**Isi tugas**. Tentukan apakah setiap pernyataan (a), (b), dan (c) sesuai dengan ulasan film di bawah, lalu jawab ya atau tidak disertai kutipan persis dari ulasan film yang menjadi penentunya. (a) Penulis ulasan sempat merasa terganggu karena di awal setiap adegan selalu ada orang yang sedang makan. (b) Pembahasan soal menyebarkan ketakutan berkembang pesat setelah mid-point. (c) Soto betawi termasuk kuliner yang ditampilkan dalam film.

**Cuplikan sumber**.
- - -
Masing-masing kita bisa menikmati film ini dalam takaran yang berbeda-beda. Segitu kompleksnya cerita yang disajikan oleh Edwin ini. Kita bisa kenyang oleh berbagai kuliner lokal yang ditampilkan, mulai dari sop buntut, nasi goreng, soto lamongan, hingga mie kenyal yang ada kepitingnya itu. Sejujurnya, di awal aku sempat annoyed juga, karena pada menit-menit awal setiap adegan film ini selalu menampilkan orang yang lagi makan. Aku pikir itu bakal dijadikan semacam gimmick; bahwa film bersikeras menemukan cara ‘pintar’ ngelihatin orang makan alih-alih bercerita. Tapi kemudian, ceritanya baru masuk, dan lambat laun film menjadi enak untuk dinikmati. Ya, walaupun beberapa makanan seperti masuk kecepetan dan gak benar-benar integral sama cerita sih, tapi kupikir itu masalah editingnya. Yang mau menikmati isu sosial dan kesehatannya, juga silahkan. Aruna & Lidahnya cukup kritis membahas permasalahan ini, meski narasi bagian ini terasa sangat lambat majunya. Setelah lewat mid-point, mereka masih membahas soal menyebarkan ketakutan; pembahasan mengenai hal tersebut gak benar-benar maju. Paling sedap, sih, memang ketika cerita diaduk oleh hubungan keempat tokoh sentral. Permasalahan humanis ‘orang kantoran’ romantis yang begitu relatable dan ditangani secara dewasa membuat film yang tadinya stale di awal, menjadi enak untuk diikuti.
- - -
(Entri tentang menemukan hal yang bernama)
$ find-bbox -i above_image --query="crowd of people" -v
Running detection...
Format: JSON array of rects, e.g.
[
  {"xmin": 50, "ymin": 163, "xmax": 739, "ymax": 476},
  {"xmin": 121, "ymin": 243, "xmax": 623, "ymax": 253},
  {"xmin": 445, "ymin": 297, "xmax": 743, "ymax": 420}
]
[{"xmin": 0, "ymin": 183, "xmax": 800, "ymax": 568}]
- - -
**Hasil tugas**.
(a) Ya: "Sejujurnya, di awal aku sempat annoyed juga, karena pada menit-menit awal setiap adegan film ini selalu menampilkan orang yang lagi makan."
(b) Tidak: "pembahasan mengenai hal tersebut gak benar-benar maju."
(c) Tidak: "mulai dari sop buntut, nasi goreng, soto lamongan, hingga mie kenyal yang ada kepitingnya itu."